Extracted text:
————————

How old is your heart? You might be surprised at the answer. Most (75%) of American adults have a “heart age” older than their actual age. This means they are at higher risk for heart attack, heart disease and stroke. It also means a much higher rate of needless, preventable deaths. Heart disease kills more Americans than the next four leading causes of death combined: cancer, chronic respiratory diseases, accidents and stroke.
The U.S. Centers for Disease Control and Prevention (CDC) has developed the concept of “heart age” as a way to help Americans understand the importance of maintaining a healthy heart. Heart age is the calculated age of a person’s cardiovascular system (heart and blood vessels) based on his or her risk factors.
The risk factors most associated with heart age include blood pressure, smoking tobacco, diabetes and body mass index that measures obesity. Heart age also varies by race, gender, region of the country you live in, and other characteristics such as income, education and access to health care. Heart age increases with age, but it decreases for those with greater education levels and higher household income.
Overall, American adult males have a heart age 8 years older than their actual age; 5 years older for adult females. African-Americans’ average heart age is 11 years older than their age, for both men and women. Learn what your heart age is here.
To help your family avoid heart problems, review these common risk factors that can “age” your heart much faster than is healthy for you. Work with your health care team on a plan to reduce your risk for each factor you have.
Certain risk factors increase our chances of having heart disease, heart attack or stroke. Some risk factors can be modified, producing a healthier heart and longer life. While other risk factors are set at birth and cannot be changed, the way you live your life can have a strong impact on decreasing their influence on your heart health.

————————

Data under study:
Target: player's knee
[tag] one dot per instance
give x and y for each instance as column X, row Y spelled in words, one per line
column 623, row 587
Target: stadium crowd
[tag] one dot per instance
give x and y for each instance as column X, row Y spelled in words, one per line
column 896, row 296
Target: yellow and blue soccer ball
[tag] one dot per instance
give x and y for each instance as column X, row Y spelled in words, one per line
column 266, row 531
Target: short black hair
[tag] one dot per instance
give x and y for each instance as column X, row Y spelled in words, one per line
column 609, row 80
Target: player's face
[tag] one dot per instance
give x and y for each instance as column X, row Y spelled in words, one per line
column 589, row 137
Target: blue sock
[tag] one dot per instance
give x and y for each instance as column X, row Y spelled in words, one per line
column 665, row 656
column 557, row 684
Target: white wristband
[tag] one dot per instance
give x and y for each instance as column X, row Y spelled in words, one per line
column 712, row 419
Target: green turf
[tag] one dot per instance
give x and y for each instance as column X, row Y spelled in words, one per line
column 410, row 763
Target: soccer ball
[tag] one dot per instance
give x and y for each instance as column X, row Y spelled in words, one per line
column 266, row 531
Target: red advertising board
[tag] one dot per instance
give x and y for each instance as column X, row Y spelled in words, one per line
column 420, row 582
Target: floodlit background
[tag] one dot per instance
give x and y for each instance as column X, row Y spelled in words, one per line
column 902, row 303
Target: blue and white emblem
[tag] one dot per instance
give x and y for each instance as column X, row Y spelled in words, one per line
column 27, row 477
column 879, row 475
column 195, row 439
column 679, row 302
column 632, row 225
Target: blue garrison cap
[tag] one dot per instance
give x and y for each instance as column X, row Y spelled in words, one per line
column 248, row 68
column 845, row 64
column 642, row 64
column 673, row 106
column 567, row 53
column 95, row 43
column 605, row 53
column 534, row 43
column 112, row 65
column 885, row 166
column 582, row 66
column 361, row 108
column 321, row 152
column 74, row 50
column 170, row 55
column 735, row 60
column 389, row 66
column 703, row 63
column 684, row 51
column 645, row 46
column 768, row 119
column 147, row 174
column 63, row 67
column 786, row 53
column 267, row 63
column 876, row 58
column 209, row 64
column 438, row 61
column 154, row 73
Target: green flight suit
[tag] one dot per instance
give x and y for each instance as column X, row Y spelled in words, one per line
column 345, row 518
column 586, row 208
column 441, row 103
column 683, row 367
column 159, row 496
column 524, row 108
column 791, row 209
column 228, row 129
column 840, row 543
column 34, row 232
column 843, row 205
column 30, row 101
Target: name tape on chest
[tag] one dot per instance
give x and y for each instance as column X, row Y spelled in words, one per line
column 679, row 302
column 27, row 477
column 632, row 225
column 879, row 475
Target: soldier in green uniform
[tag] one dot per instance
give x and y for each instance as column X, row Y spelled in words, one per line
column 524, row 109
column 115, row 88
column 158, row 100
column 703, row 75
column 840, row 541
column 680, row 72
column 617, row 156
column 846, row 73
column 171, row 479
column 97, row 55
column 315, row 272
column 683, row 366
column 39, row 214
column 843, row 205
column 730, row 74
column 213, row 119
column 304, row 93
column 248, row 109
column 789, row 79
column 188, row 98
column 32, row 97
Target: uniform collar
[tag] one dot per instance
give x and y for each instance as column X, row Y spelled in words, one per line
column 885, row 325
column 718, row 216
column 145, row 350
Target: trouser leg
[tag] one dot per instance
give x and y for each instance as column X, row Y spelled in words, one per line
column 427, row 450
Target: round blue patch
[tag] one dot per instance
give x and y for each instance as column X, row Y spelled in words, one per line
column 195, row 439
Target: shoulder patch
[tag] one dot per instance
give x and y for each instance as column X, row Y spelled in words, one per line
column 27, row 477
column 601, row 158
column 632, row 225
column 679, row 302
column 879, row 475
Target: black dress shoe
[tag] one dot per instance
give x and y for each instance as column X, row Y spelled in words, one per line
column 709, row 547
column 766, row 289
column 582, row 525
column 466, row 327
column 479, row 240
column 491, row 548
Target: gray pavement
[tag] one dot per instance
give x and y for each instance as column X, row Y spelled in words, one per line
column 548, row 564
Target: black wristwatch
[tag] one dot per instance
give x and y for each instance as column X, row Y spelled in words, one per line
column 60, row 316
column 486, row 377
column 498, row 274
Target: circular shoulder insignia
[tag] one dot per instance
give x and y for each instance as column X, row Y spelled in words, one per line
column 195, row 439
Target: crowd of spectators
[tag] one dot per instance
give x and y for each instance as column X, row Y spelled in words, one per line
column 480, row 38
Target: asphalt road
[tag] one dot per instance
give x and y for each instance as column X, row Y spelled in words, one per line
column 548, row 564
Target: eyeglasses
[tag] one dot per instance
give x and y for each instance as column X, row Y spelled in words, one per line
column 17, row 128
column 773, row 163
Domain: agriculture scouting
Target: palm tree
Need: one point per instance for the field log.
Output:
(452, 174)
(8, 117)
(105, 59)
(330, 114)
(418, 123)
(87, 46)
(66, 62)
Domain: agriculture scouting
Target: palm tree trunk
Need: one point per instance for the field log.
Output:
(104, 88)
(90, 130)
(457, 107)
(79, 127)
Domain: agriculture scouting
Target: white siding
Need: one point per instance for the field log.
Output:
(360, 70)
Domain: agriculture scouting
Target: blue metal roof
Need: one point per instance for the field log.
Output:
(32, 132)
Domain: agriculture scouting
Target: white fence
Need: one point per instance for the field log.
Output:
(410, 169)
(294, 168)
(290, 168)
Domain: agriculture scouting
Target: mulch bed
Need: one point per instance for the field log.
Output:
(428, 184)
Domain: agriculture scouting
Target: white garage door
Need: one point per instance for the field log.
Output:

————————

Rewrite the paragraph of the heart age text that begins "The risk factors most associated" as a short list, keeping its main facts. None of the entries are needed here.

- Main risk factors tied to heart age: blood pressure, tobacco smoking, diabetes, and body mass index (a measure of obesity).
- Heart age also varies by race, gender, region of residence, income, education, and access to health care.
- Heart age rises with age but falls with more education and higher household income.